- **Listed entries**:
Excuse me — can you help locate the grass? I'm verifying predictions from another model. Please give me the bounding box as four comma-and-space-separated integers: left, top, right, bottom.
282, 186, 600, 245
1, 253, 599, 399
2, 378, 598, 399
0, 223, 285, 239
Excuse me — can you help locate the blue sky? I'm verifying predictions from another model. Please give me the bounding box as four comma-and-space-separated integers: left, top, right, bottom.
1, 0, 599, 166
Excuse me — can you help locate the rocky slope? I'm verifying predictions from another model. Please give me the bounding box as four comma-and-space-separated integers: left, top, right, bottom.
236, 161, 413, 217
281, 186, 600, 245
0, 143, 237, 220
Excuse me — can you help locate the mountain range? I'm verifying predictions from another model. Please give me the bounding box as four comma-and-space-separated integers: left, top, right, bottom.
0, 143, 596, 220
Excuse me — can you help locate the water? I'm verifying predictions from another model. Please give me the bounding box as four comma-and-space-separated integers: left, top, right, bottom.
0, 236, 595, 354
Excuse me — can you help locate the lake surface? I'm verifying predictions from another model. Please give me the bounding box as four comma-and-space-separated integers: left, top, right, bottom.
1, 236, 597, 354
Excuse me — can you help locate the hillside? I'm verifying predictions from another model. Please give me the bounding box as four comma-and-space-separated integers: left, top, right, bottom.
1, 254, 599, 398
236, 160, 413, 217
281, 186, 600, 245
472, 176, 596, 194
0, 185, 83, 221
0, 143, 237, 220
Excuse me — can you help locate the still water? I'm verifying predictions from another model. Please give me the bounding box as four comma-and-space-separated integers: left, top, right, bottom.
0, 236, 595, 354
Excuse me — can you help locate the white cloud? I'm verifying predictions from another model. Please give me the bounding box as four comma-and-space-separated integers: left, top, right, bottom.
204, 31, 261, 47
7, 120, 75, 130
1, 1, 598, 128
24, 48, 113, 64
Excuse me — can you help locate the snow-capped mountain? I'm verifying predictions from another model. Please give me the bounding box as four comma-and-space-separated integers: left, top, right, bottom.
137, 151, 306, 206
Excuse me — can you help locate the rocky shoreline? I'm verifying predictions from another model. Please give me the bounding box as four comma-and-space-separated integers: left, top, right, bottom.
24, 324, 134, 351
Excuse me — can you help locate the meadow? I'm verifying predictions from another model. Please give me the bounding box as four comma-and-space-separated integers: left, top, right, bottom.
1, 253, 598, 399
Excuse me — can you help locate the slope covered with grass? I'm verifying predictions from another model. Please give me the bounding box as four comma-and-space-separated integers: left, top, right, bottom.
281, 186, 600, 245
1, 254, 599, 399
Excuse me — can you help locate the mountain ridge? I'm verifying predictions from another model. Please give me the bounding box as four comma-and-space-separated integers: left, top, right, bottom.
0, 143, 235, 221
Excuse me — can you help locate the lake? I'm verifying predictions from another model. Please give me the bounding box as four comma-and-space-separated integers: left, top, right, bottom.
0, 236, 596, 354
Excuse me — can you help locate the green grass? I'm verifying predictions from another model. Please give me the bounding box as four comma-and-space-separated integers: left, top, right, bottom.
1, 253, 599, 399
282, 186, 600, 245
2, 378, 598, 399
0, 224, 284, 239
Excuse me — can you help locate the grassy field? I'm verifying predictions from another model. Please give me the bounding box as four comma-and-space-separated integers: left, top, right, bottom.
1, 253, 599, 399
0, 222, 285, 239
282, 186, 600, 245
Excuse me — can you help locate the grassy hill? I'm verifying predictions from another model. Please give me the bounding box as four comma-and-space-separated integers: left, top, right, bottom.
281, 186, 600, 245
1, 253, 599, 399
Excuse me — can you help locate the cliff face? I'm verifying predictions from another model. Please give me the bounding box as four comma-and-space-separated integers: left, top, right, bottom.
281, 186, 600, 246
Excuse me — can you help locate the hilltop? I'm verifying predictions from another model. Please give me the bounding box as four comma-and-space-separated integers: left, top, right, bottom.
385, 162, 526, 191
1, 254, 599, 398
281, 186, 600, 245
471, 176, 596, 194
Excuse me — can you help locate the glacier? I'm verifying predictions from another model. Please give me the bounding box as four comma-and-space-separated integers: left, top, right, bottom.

- **Exercise instructions**:
Having found the line that contains "Excuse me — can you help locate the cliff", set down that line and all the rest through the end of the records, exactly.

- **Task solution**:
Excuse me — can you help locate the cliff face? I'm verifying predictions from another model. Please give me the bounding box as four comma-and-space-separated integers: left, top, right, bottom.
281, 186, 600, 246
Excuse me — can you help locate the hilltop? I'm verifying predictions from another model. Please give me the bounding box as four comma-and-space-separated integers: left, top, right, bottom.
385, 162, 526, 191
1, 254, 599, 398
281, 186, 600, 245
471, 176, 596, 194
Excuse me — can you help locate the glacier? I'm verifying predictions from another model. Please give me the bounding box as four comma-and-space-separated integers: left, top, right, bottom.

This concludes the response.